**Exercise objective**
Take the entries that follow and return exactly the lines from the one holding "Target: shirtless man with beard" through the one holding "Target: metal handrail", both included. Nothing else is needed.

**Data for the task**
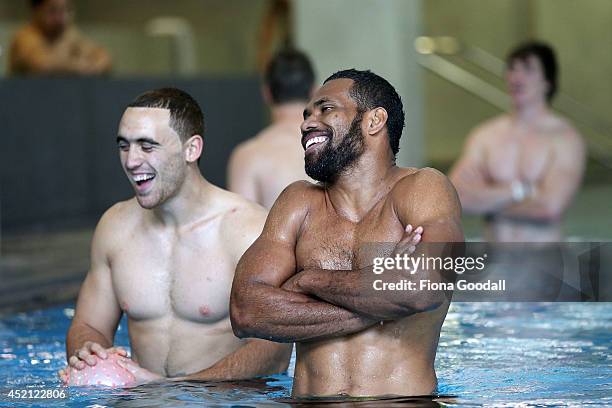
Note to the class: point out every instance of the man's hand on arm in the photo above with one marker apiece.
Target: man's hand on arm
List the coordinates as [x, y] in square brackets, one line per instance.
[259, 307]
[97, 313]
[432, 202]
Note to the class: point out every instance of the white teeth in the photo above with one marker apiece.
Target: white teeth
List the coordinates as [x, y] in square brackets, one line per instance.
[315, 140]
[142, 177]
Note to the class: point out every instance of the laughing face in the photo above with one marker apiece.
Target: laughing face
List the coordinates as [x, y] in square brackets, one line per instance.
[151, 154]
[331, 132]
[526, 81]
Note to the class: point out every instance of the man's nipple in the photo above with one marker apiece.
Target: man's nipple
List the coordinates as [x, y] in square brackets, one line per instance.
[204, 310]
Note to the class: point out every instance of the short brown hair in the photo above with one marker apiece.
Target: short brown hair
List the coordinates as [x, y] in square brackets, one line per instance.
[186, 117]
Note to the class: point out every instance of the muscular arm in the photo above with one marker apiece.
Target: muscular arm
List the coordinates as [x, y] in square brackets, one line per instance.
[97, 312]
[557, 188]
[477, 193]
[426, 199]
[259, 307]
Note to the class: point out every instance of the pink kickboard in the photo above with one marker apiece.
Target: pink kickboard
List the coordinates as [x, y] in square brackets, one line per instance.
[105, 373]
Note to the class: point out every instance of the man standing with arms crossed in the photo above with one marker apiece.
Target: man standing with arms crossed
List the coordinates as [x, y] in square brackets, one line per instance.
[262, 167]
[166, 258]
[521, 170]
[305, 278]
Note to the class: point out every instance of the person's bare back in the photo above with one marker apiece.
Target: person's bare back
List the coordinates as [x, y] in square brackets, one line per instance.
[262, 167]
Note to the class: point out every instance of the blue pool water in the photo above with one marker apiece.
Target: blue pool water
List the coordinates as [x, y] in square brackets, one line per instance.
[490, 354]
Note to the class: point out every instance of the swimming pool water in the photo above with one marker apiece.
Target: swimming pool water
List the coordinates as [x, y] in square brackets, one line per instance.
[490, 354]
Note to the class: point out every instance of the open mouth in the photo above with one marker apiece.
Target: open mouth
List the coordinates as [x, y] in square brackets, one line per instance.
[313, 141]
[143, 181]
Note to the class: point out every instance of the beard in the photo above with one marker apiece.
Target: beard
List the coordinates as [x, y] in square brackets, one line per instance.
[331, 162]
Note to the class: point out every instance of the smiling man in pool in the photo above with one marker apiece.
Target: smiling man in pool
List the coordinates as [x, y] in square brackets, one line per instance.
[166, 258]
[305, 279]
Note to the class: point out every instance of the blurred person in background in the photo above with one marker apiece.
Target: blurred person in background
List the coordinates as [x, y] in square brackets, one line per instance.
[51, 45]
[521, 170]
[260, 168]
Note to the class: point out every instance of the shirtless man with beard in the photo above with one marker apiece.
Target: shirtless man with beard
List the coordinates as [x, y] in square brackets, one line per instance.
[166, 258]
[308, 277]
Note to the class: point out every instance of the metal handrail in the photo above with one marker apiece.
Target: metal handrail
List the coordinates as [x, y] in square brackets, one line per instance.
[432, 51]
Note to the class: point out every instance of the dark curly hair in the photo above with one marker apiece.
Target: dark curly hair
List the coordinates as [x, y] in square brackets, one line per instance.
[372, 91]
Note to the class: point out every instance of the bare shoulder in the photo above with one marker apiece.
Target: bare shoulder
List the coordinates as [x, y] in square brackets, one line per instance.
[564, 131]
[424, 191]
[245, 152]
[113, 227]
[240, 214]
[425, 181]
[299, 196]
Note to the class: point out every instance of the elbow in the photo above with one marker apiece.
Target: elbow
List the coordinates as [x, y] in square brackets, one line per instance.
[241, 320]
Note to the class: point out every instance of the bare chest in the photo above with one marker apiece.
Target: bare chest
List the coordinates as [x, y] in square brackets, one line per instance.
[519, 157]
[329, 241]
[188, 278]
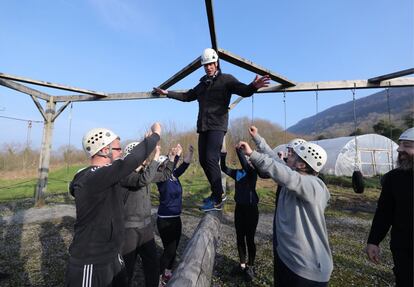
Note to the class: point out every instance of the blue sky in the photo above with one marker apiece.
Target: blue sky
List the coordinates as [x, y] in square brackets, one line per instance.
[127, 46]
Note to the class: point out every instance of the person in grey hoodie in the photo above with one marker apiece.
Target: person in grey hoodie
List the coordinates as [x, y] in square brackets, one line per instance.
[302, 249]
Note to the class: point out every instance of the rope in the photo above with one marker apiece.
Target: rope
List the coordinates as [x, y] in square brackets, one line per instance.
[23, 120]
[317, 108]
[389, 122]
[284, 107]
[69, 136]
[252, 109]
[355, 128]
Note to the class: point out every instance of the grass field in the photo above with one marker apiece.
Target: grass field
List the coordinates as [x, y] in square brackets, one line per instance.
[37, 253]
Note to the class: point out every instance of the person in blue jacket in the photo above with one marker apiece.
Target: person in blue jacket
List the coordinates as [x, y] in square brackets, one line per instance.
[169, 211]
[246, 214]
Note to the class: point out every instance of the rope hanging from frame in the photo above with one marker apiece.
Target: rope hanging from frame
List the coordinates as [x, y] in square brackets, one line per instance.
[389, 123]
[284, 109]
[357, 178]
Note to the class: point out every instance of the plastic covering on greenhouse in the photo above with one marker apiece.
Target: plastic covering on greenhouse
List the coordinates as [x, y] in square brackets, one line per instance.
[376, 155]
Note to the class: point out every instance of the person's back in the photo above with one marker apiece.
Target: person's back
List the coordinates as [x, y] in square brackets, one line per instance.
[302, 248]
[99, 227]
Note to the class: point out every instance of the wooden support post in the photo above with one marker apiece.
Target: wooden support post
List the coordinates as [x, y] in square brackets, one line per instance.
[45, 153]
[197, 263]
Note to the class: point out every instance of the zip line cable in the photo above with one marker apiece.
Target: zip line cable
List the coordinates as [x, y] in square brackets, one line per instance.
[23, 120]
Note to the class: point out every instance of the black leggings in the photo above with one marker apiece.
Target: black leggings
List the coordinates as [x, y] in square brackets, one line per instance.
[246, 218]
[209, 146]
[170, 233]
[148, 254]
[286, 278]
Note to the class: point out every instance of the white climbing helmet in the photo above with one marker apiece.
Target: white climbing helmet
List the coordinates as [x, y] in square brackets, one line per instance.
[96, 139]
[209, 56]
[295, 142]
[312, 154]
[129, 147]
[407, 135]
[161, 159]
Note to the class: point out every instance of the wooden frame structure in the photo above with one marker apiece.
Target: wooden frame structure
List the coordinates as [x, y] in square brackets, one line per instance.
[208, 228]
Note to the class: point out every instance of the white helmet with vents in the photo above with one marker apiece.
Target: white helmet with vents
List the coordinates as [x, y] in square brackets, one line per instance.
[162, 158]
[129, 147]
[408, 135]
[209, 56]
[314, 155]
[295, 142]
[96, 139]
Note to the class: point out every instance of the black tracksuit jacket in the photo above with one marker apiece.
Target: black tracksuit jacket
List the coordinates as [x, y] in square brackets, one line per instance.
[213, 95]
[99, 226]
[395, 210]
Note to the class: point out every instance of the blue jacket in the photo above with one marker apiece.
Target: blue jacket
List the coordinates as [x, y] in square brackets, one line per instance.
[245, 189]
[171, 193]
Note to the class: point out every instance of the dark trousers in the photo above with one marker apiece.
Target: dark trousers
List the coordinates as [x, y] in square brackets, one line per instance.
[403, 267]
[286, 278]
[246, 218]
[170, 233]
[110, 274]
[147, 250]
[209, 147]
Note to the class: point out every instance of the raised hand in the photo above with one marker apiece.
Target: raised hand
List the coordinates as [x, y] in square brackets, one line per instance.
[179, 149]
[157, 152]
[189, 156]
[253, 131]
[245, 148]
[373, 252]
[159, 91]
[156, 128]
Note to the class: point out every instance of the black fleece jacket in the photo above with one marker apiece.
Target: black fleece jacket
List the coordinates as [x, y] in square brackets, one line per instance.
[213, 95]
[395, 210]
[245, 178]
[99, 226]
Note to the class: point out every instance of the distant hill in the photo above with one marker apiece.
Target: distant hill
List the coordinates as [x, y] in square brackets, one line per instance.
[339, 120]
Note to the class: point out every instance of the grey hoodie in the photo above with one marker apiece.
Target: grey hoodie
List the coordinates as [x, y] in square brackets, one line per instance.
[301, 234]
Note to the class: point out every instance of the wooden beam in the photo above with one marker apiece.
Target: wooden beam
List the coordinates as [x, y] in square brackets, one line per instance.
[23, 89]
[61, 109]
[111, 97]
[51, 85]
[211, 26]
[39, 107]
[197, 262]
[391, 76]
[235, 103]
[194, 65]
[338, 85]
[248, 65]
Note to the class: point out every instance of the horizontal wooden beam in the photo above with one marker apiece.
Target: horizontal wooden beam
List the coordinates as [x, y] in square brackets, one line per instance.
[25, 90]
[392, 76]
[197, 262]
[194, 65]
[250, 66]
[338, 85]
[299, 87]
[111, 97]
[50, 85]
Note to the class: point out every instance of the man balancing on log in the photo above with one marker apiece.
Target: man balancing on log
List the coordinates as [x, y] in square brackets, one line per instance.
[213, 94]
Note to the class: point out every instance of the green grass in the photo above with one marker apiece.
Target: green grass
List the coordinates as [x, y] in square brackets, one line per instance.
[348, 218]
[58, 181]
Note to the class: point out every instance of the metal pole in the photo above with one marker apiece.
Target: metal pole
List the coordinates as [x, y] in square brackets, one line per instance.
[45, 153]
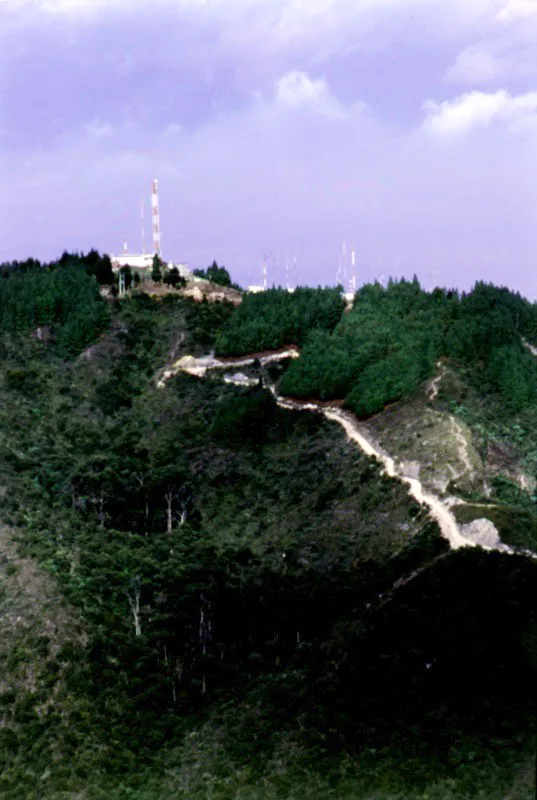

**Expected output**
Target: shirtless man with beard
List the coordinates as [x, y] in square brackets, one line per instance.
[166, 258]
[308, 277]
Note to the class: point out every instance of the metal handrail in the photo above with one marker apiece.
Target: metal handrail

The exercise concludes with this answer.